Wir werden die Maus schon fledern

Johann Strauss' »Die Fledermaus« an der Deutschen Staatsoper Berlin

  • Irene Constantin
  • Lesedauer: 4 Min.

Nach der grausig unlustigen Witwe im Eis der Arktis nun ein neuer Operettenversuch Unter den Linden. Wenn man nicht wüsste, dass letzthin ganz andere Summen verschleudert wurden, hätte man wieder einmal um Steuergelder gezittert.

Aber schon nach den knallenden Anfangstakten der Ouvertüre war klar: Diesmal wird's was. Die Ouvertüre ging weiter, als tanze man lächelnd auf einer schrägen und schwankenden Eisfläche Walzer. Eine Erleuchtung in Sachen Johann Strauss, mitunter klang es wie Brahms beim Tarockspiel. Undenkbar, dass dies dasselbe Stück war wie die Ouvertüre gleichen Namens, die man gewöhnlich am Neujahrsmorgen um die Ohren geschmettert bekommt. Zubin Mehta und die Berliner Staatskapelle haben die neue »Fledermaus« von Anfang bis Ende vor aller Unbill bewahrt, was heißt, die Eisfläche immer wieder poliert und ihre Schräglage verschärft.

Dort das Gleichgewicht zu behalten, das ist es, womit die handelnden Personen ununterbrochen beschäftigt sind. Meinen jedenfalls die Musik und Regisseur Christian Pade sowie Ausstatter Alexander Lintl weitgehend auch. Dass Herr von Eisenstein vorgestern an seinem Fahrrad gebastelt hat und Alfred, früher unwiderstehlicher tenore lirico spinto, jetzt ins Deutsche Heldenfach übergewechselt und nicht mehr ganz so unwiderstehlich, auf Rosalindes Induktionskochfeld ein Coque au vin vorbereitet, passt durchaus ins doppelbödige Bild. Rosalinde selbst ist eine voluminöse, jedoch bestens erhaltene Dame von knapp 50, ihr Eisenstein steckt auch schon tief im zweiten Frühling. Die »Perle« der beiden, Adele, von ihrer Schwester Ida unhöflich kreischend »Putze« tituliert, ist ein zartgliedriges, dabei sichtbar fitnessstudiogestähltes Wesen von einiger Staksigkeit – grandios antibesetzt mit der sonst so intellektuell kühlen Christine Schäfer.
= = = = =
→ Ziel A: Schreiben Sie aus der Kritik zur Berliner »Fledermaus« die Stelle von „Aber schon nach“ bis „ihre Schräglage verschärft.“ Wort für Wort ab.
→ Ziel B:
Beantworten Sie zur Kritik der Berliner »Fledermaus« folgende Fragen:
(i) Wer leitet die Berliner Staatskapelle in dieser Inszenierung?
(ii) Was bereitet Alfred auf Rosalindes Induktionskochfeld vor?
(iii) Wer singt die Adele?
→ Ziel C: Führen Sie die Kritik der Berliner »Fledermaus« nach ihrem letzten Satz weiter.
= = = = =
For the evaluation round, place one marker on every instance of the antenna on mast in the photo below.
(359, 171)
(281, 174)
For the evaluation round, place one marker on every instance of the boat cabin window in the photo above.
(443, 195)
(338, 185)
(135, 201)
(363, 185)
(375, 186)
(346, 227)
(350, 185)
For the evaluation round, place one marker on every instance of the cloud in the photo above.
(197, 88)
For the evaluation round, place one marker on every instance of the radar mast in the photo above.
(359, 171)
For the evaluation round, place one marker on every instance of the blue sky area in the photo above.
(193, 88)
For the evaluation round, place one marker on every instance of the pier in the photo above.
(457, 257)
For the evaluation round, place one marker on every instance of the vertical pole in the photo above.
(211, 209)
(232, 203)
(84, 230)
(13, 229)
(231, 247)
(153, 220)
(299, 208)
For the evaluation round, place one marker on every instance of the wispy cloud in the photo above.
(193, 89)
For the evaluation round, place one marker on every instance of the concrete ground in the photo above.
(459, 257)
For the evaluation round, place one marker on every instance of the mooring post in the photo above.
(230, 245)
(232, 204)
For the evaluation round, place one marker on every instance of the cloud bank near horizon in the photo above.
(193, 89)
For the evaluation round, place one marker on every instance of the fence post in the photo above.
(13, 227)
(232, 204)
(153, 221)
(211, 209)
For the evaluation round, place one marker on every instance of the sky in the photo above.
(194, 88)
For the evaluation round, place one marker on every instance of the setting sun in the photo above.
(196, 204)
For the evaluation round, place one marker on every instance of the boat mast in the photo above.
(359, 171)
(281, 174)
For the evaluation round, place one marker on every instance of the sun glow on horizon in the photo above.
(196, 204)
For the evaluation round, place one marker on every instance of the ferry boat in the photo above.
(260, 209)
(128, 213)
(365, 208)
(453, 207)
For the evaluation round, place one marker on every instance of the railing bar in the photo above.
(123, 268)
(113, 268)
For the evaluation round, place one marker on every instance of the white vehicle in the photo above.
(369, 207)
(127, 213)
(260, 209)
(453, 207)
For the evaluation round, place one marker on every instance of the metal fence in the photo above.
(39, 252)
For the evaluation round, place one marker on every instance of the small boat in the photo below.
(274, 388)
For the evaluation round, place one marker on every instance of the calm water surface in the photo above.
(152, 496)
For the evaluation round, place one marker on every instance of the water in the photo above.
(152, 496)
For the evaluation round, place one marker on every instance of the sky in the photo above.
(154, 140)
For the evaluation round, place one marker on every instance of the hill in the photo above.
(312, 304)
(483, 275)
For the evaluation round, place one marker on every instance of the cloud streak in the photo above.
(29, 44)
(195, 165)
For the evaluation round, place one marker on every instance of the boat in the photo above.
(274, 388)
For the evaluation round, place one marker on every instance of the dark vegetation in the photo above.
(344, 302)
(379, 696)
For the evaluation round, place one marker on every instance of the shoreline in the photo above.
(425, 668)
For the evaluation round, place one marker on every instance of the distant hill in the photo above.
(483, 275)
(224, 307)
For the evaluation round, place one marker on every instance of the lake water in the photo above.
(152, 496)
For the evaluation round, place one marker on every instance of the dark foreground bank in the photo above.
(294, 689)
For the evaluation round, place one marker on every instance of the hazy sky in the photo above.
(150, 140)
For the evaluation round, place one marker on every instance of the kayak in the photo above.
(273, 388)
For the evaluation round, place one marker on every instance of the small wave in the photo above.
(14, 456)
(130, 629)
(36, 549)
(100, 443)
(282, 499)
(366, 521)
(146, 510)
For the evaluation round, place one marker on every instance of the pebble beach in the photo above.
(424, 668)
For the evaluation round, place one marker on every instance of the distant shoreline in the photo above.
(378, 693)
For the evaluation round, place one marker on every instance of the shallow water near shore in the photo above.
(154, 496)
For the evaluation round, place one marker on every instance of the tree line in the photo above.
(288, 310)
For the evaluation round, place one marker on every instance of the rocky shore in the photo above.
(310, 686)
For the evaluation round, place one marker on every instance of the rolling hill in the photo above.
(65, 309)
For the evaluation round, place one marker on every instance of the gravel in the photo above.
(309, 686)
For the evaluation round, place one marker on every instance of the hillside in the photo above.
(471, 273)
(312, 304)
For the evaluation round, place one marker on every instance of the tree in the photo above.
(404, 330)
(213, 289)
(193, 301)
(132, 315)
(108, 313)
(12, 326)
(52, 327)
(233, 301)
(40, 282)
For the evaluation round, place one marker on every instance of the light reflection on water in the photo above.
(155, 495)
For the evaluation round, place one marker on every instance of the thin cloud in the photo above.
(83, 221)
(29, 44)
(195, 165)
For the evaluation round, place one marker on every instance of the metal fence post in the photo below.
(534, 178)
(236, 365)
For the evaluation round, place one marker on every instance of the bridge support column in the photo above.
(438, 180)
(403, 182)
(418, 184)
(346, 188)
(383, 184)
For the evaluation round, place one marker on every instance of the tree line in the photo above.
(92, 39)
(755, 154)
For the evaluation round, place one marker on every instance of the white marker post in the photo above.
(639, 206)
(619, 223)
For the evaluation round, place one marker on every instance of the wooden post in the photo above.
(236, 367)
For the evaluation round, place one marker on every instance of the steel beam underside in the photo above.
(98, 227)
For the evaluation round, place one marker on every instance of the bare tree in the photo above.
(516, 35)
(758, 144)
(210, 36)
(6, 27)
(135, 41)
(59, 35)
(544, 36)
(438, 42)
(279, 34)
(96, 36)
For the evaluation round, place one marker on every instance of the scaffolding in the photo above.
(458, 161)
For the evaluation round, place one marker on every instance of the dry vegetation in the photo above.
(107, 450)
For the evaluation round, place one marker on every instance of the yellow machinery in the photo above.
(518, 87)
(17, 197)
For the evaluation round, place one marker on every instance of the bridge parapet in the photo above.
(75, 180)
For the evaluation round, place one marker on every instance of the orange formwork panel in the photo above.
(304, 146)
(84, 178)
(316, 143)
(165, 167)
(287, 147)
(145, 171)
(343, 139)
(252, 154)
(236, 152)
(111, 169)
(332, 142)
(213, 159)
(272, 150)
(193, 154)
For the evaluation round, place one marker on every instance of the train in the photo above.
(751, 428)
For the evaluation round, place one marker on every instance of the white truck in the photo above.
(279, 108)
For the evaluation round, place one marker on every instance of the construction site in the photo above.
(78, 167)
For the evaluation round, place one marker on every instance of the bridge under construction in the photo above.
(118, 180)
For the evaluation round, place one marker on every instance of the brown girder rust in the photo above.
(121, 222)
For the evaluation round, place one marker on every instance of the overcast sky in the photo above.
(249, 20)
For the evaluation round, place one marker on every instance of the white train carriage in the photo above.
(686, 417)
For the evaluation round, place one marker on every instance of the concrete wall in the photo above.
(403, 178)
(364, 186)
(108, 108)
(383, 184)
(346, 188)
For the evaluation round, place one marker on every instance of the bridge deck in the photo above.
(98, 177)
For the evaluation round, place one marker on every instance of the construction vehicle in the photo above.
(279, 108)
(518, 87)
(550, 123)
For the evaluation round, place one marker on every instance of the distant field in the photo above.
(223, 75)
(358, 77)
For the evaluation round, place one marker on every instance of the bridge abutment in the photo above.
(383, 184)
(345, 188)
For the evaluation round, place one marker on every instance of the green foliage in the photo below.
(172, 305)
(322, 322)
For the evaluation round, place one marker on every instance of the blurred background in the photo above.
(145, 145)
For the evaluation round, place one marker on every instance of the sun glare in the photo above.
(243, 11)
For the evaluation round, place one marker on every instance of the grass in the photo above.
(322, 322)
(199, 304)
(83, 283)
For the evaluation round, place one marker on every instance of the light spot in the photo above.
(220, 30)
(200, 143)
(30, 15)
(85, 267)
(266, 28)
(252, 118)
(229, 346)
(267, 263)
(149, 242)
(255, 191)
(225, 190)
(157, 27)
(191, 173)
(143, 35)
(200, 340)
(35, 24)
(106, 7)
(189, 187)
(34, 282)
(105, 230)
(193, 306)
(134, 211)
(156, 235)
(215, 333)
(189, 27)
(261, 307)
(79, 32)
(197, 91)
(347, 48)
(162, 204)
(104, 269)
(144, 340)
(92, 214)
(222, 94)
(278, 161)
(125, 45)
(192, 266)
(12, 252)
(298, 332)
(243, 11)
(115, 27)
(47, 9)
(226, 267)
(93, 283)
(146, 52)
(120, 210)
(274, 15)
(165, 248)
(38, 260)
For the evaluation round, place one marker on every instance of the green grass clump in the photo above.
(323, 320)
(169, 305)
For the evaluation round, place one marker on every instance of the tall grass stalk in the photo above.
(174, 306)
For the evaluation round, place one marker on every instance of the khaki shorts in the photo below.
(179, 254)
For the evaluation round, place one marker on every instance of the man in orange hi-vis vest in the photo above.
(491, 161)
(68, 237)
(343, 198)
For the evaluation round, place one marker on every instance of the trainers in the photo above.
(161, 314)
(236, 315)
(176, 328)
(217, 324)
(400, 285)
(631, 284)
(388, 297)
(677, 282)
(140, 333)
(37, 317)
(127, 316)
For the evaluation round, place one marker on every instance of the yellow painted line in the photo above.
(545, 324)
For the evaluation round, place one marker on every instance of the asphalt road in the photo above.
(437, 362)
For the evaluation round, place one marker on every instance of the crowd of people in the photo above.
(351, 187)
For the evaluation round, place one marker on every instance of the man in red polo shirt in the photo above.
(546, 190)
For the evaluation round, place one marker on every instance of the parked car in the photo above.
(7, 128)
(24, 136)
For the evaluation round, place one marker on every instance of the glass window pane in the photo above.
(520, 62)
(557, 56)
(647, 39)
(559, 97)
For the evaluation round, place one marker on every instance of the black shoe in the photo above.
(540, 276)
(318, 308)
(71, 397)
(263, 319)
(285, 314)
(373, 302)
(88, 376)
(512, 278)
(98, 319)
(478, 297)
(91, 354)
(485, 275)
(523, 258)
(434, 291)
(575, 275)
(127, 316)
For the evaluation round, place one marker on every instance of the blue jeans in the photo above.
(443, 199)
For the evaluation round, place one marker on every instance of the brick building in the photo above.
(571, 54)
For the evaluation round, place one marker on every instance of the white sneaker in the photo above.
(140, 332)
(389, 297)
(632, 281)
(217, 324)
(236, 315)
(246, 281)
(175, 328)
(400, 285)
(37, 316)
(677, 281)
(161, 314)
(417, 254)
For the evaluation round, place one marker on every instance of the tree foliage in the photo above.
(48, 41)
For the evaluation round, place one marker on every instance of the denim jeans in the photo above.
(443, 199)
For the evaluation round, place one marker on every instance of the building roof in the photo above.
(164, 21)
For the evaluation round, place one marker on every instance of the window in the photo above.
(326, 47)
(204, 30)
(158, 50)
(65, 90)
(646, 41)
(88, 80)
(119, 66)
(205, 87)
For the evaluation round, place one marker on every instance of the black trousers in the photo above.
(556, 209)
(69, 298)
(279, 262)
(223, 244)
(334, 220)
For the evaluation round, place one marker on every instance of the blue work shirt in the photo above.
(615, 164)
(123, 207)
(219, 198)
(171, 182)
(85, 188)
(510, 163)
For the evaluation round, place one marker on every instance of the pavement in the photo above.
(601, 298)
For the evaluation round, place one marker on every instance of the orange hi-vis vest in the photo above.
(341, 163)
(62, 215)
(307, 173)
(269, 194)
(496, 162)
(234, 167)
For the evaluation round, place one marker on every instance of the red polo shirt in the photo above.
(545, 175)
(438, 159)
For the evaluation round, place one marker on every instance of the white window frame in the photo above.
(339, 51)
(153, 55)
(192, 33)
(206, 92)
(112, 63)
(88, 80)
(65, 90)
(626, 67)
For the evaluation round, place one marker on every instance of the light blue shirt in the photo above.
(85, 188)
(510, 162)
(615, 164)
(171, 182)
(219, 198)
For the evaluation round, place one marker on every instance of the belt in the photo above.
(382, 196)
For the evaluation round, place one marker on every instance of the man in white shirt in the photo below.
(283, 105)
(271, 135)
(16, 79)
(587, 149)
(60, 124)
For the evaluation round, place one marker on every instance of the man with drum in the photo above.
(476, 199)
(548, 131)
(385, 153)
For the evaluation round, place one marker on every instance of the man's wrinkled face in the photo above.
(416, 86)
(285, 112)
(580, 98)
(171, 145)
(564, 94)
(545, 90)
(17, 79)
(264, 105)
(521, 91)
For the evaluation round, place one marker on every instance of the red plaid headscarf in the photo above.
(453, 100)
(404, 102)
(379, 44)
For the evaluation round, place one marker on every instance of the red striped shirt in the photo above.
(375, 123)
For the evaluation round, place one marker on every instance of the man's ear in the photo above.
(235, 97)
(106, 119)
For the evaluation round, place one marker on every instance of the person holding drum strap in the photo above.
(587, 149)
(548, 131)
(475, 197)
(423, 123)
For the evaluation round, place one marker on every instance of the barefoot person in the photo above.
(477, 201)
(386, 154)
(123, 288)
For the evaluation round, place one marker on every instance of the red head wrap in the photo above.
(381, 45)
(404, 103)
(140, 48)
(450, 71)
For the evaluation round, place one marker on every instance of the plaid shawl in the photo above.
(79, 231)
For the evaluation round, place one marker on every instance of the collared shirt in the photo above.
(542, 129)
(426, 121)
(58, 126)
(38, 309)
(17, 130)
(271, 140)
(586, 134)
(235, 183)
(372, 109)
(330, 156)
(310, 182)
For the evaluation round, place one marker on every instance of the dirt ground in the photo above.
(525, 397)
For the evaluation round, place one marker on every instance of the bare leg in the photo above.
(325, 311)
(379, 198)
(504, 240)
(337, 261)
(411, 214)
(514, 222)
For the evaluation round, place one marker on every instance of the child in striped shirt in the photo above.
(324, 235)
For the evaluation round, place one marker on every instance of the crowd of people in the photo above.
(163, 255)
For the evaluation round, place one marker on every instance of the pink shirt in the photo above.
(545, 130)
= = = = =
→ Ergebnis A:
Aber schon nach den knallenden Anfangstakten der Ouvertüre war klar: Diesmal wird's was. Die Ouvertüre ging weiter, als tanze man lächelnd auf einer schrägen und schwankenden Eisfläche Walzer. Eine Erleuchtung in Sachen Johann Strauss, mitunter klang es wie Brahms beim Tarockspiel. Undenkbar, dass dies dasselbe Stück war wie die Ouvertüre gleichen Namens, die man gewöhnlich am Neujahrsmorgen um die Ohren geschmettert bekommt. Zubin Mehta und die Berliner Staatskapelle haben die neue »Fledermaus« von Anfang bis Ende vor aller Unbill bewahrt, was heißt, die Eisfläche immer wieder poliert und ihre Schräglage verschärft.

→ Ergebnis B:
(i) Zubin Mehta
(ii) Ein Coque au vin
(iii) Christine Schäfer

→ Ergebnis C:
In Rosalindes blitzblanker Küche also bereitet sich der folgende Budenzauber vor. Dort gibt es den Streit mit dem Advokaten Blind, der den aufbrausenden Eisenstein nicht vor einer kleinen Gefängnisstrafe bewahren konnte, dort greift sich Adele eine der feinen Einkaufstüten ihrer Herrschaft, um für den abendlichen Ball bei Orlofsky gerüstet zu sein, dort hält Alfred, Stephan Rügamer, Möhren, Lauchzwiebeln, eine Botoxspritze und seine schönen Tenortöne für die angebetete Rosalinde bereit, die ihm einst seinen Auftritt auf einem englischen Opernfestival mit dem obligaten Champagnerpicknick verschönte. Von dort aus startet Eisenstein Seite an Seite mit seinem mäßig guten Freund Dr. Falke statt in den Arrest zu einem herrlichen Fest, zu demselben natürlich, das auch Adele magisch anzieht, und von dort wird schließlich Alfred seinen Weg in die Arrestzelle 12 antreten, vom Gefängnisdirektor Frank höchstselbst abgeholt und für Eisenstein gehalten.

Soweit der mit modernisierten Dialogen witzig gespielte erste Akt.

Gesungen wurde, als ob es ums Leben ginge. Silvana Dussmann ist eine Luxusbesetzung der Rosalinde. Sie gräbt ihre Partie gleichsam um, sucht die Tiefe in der Seele der tüteligen Hausfrau und findet sie mit jedem Ton. Sie singt ihre unerfüllte Sehnsucht nach irgendetwas und bedeckt sie gleichzeitig sorgsam mit Ironie. Erkennbar wird sie sich erst machen, wenn sie als ungarische Gräfin eine Maske trägt. Solche Vielschichtigkeit ist dem Eisenstein nicht vergönnt; Martin Gantner bleibt wenig mehr, als nassforsch charmierend gut zu singen.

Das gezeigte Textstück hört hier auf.